Ejercicio dado 1
Contesta estas preguntas sobre el texto acerca del orden de los libros:
(a) En tipografía, ¿qué es clave?
(b) ¿De qué pintor se menciona una pintura?
(c) ¿Qué no contienen las librerías de las que se habla?
Ejercicio dado 2
Cuenta las líneas de los registros que contienen la palabra "locomotive" y escribe solo el número.

Texto mostrado
————————

El tamaño siempre ha sido importante incluso para no darle importancia. En tipografía el tamaño de la letra es clave, pero el tema y el autor son, sin duda, fundamentales.
¿O quizá debería tener en cuenta el tono cromático de los lomos?, ¿he de intentar darle un sentido estético y colorístico en lugar de lo que parecen ser todas las librerías que no contienen enciclopedias: el caos ordenado de una pintura de Pollock?

————————

Registros mostrados
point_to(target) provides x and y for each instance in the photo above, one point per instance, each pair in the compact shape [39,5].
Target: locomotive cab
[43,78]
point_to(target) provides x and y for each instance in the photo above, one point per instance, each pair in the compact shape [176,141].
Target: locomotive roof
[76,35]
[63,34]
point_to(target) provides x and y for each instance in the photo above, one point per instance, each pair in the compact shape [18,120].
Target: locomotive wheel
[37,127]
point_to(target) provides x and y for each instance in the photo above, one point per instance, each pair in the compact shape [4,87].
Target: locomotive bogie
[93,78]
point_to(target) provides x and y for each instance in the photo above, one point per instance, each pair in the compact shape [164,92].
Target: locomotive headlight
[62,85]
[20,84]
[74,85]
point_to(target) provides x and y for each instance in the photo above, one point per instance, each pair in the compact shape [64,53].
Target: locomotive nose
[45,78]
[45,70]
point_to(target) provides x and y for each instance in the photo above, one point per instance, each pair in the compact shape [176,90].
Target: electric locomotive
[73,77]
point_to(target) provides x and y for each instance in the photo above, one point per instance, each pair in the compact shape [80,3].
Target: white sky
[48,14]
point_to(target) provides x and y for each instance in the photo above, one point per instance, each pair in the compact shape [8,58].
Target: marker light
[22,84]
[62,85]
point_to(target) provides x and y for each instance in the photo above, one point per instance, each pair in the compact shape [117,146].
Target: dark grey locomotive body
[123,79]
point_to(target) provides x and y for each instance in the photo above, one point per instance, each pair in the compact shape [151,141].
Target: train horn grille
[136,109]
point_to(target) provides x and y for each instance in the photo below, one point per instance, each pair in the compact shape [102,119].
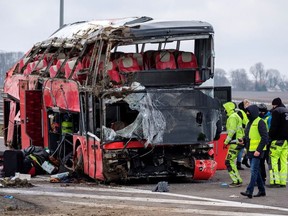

————————

Respuesta completa 1
(a) El tamaño de la letra.
(b) De Pollock.
(c) Enciclopedias.

Respuesta completa 2
8